A block of data:

>>>>

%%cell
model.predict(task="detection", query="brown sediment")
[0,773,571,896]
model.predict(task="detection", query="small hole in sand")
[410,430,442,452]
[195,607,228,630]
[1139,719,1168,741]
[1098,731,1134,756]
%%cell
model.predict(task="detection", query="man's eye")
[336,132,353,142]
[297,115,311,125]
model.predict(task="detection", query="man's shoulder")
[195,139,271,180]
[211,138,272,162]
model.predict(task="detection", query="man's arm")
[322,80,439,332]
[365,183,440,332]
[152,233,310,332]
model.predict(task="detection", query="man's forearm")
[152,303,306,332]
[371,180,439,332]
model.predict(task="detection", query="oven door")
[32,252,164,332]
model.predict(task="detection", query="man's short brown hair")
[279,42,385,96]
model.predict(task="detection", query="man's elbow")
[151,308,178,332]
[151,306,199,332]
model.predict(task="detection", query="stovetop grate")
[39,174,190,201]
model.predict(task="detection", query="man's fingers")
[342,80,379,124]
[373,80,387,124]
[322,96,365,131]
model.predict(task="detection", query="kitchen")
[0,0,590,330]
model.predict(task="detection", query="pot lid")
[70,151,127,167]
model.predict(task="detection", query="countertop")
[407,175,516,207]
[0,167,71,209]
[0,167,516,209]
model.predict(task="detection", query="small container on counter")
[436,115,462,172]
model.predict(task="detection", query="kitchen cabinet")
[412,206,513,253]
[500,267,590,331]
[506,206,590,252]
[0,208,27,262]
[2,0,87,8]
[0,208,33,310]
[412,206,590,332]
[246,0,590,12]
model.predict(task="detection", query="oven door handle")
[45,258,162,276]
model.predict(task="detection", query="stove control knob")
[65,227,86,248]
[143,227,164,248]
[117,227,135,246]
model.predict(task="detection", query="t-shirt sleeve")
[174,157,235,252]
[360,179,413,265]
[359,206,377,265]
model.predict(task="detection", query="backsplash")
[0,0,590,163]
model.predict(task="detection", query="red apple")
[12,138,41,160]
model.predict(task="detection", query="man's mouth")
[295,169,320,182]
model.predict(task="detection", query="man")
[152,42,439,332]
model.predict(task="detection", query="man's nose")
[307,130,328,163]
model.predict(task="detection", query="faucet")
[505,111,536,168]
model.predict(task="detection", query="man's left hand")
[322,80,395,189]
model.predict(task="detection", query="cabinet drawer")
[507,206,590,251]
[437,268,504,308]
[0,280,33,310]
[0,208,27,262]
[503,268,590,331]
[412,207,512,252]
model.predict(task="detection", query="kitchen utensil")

<<<<

=== What is needed ===
Retype the listing. Match it exactly.

=== Completed task ===
%%cell
model.predict(task="detection", query="brown sediment")
[0,773,571,896]
model.predict(task="detection", query="small hole in sand")
[410,430,442,452]
[195,607,228,630]
[1139,719,1168,741]
[1098,731,1134,756]
%%cell
model.predict(task="detection", query="man's eye")
[336,132,353,142]
[297,115,311,125]
model.predict(task="detection", query="man's shoulder")
[195,139,271,180]
[211,138,272,162]
model.predict(task="detection", query="man's arm")
[322,80,439,332]
[365,183,440,332]
[152,233,310,332]
model.predict(task="detection", query="man's forearm")
[152,303,306,332]
[371,180,439,332]
model.predict(task="detection", query="oven door")
[32,252,164,332]
model.predict(task="detection", query="man's short brown hair")
[279,42,385,96]
model.predict(task="detection", query="man's elbow")
[151,308,178,332]
[151,306,199,332]
model.predict(task="detection", query="stovetop grate")
[39,174,190,201]
model.predict(task="detection", query="man's fingers")
[342,80,379,124]
[373,80,387,124]
[322,96,365,131]
model.predict(task="detection", query="kitchen")
[0,0,590,330]
model.predict(task="detection", query="pot lid")
[70,151,127,167]
model.predict(task="detection", query="countertop")
[407,175,516,207]
[0,167,71,209]
[0,167,516,209]
model.predict(task="detection", query="small container on counter")
[436,115,462,172]
model.predict(task="detection", query="kitchen cabinet")
[412,206,513,253]
[500,267,590,331]
[506,206,590,252]
[0,208,27,262]
[2,0,87,8]
[0,208,33,310]
[412,206,590,332]
[246,0,590,12]
model.predict(task="detection", query="oven door handle")
[45,258,162,276]
model.predict(task="detection", query="stove control knob")
[65,227,86,248]
[143,227,164,248]
[117,227,135,246]
model.predict(task="detection", query="t-shirt sleeve")
[174,157,235,252]
[360,179,413,265]
[359,206,377,265]
model.predict(task="detection", query="backsplash")
[0,0,590,163]
model.predict(task="detection", query="red apple")
[12,138,41,160]
model.predict(task="detection", query="man's mouth")
[295,169,320,182]
model.predict(task="detection", query="man")
[152,42,439,332]
model.predict(task="detection", query="man's nose")
[307,130,328,163]
model.predict(task="detection", query="faucet")
[505,111,536,168]
model.predict(task="detection", query="man's left hand")
[322,80,395,189]
model.predict(task="detection", query="cabinet drawer")
[507,206,590,251]
[437,268,504,308]
[0,280,33,310]
[0,208,27,262]
[503,268,590,331]
[412,207,512,252]
model.predict(task="detection", query="kitchen utensil")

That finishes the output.